| Excerpt provided |
########################################
Unless the context otherwise requires, references to "The Goldman Sachs Group, Inc.",
"we", "our" and "us" mean only The Goldman Sachs Group, Inc. and do not include its
consolidated subsidiaries. References to "Goldman Sachs" mean The Goldman Sachs Group,
Inc. together with its consolidated subsidiaries, and the "Goldman Sachs Group" refers to The
Goldman Sachs Group, Inc. and its consolidated subsidiaries. Also, references to the "European
base prospectus" mean the European base prospectus, dated October 5, 2007, of The Goldman
Sachs Group, Inc., as supplemented.
In these Final Terms, references to "holder" or "holders" mean only those who are the
actual bearers of the notes and not those who only own beneficial interests in notes of which
others are the bearers. The latter include those who own beneficial interests in notes issued in
global -- i.e., book-entry -- form through Euroclear Bank SA/NV, Clearstream Banking, société
anonyme or another depositary or common safekeeper. Owners of beneficial interests in notes
issued in global form should read the section entitled "Description of the Program -- Form,
Exchange, Registration and Transfer" in the European base prospectus. Also, references in these
Final Terms to "you" mean those who invest in the notes, whether they are the actual bearers of
the notes or only owners of beneficial interests in these notes. References to "your note" mean
the notes in which you hold a direct or indirect interest.
--------------------
Responsibility Statement
The Goldman Sachs Group, Inc. accepts responsibility for the information contained in
these Final Terms. To the best of the knowledge and belief of Goldman Sachs (who has taken all
reasonable care to ensure that such is the case), the information contained in these Final Terms is
in accordance with the facts and contains no omission likely to affect the import of such
information. Where information contained in these Final Terms has been sourced from a third
party, this information has been accurately reproduced and so far as The Goldman Sachs Group,
Inc. is aware and is able to ascertain from information published by that third party, no facts have
been omitted which would render the reproduced information inaccurate or misleading.
--------------------
No person has been authorized to give any information or make any representations other
than those contained in these Final Terms and the European base prospectus and, if given or
made, such other information or representation must not be relied upon as having been
authorized. Neither these Final Terms nor the European base prospectus constitutes an offer to
sell or the solicitation of an offer to buy any securities in any jurisdiction where, or to any person
S-3





to whom, it is unlawful to make such offer or solicitation. Neither the delivery of these Final
Terms or the European base prospectus, nor any sale made hereunder or thereunder, shall, under
any circumstances, create any implication that there has been no change in the affairs of The
Goldman Sachs Group, Inc. since the date hereof or thereof or that the information contained
herein or therein is correct as of any time subsequent to its date.
Neither the U.S. Securities and Exchange Commission nor the regulatory authority of any
other jurisdiction has passed upon the accuracy or adequacy of these Final Terms or the
European base prospectus.
########################################
| Dataset entries |
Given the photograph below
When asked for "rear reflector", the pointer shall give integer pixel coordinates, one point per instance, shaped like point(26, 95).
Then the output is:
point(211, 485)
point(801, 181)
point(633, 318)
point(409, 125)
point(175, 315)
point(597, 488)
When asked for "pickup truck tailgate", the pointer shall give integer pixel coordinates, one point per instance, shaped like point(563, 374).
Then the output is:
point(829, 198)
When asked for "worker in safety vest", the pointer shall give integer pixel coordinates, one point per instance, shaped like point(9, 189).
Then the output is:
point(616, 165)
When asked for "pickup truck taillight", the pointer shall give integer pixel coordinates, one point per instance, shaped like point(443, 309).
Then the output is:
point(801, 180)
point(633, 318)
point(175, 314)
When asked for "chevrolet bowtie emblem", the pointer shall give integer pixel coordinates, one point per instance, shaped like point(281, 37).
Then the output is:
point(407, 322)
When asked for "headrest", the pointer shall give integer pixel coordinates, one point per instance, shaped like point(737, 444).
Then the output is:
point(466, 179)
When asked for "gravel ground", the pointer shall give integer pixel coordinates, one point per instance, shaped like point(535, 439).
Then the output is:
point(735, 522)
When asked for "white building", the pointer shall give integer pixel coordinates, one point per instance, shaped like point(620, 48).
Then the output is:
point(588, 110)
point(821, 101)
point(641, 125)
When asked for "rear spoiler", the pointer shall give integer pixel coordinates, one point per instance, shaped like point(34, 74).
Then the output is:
########################################
| Required tasks |
**A.** Echo back the part of the Final Terms excerpt from "In these Final Terms, references" to "or indirect interest.", word for word.
**B.** Duplicate the listing from the line with "like point(281, 37)." through the end of the listing, keeping every line unchanged.

| Per-task answers |
**A.**
In these Final Terms, references to "holder" or "holders" mean only those who are the
actual bearers of the notes and not those who only own beneficial interests in notes of which
others are the bearers. The latter include those who own beneficial interests in notes issued in
global -- i.e., book-entry -- form through Euroclear Bank SA/NV, Clearstream Banking, société
anonyme or another depositary or common safekeeper. Owners of beneficial interests in notes
issued in global form should read the section entitled "Description of the Program -- Form,
Exchange, Registration and Transfer" in the European base prospectus. Also, references in these
Final Terms to "you" mean those who invest in the notes, whether they are the actual bearers of
the notes or only owners of beneficial interests in these notes. References to "your note" mean
the notes in which you hold a direct or indirect interest.

**B.**
When asked for "chevrolet bowtie emblem", the pointer shall give integer pixel coordinates, one point per instance, shaped like point(281, 37).
Then the output is:
point(407, 322)
When asked for "headrest", the pointer shall give integer pixel coordinates, one point per instance, shaped like point(737, 444).
Then the output is:
point(466, 179)
When asked for "gravel ground", the pointer shall give integer pixel coordinates, one point per instance, shaped like point(535, 439).
Then the output is:
point(735, 522)
When asked for "white building", the pointer shall give integer pixel coordinates, one point per instance, shaped like point(620, 48).
Then the output is:
point(588, 110)
point(821, 101)
point(641, 125)
When asked for "rear spoiler", the pointer shall give integer pixel coordinates, one point per instance, shaped like point(34, 74).
Then the output is:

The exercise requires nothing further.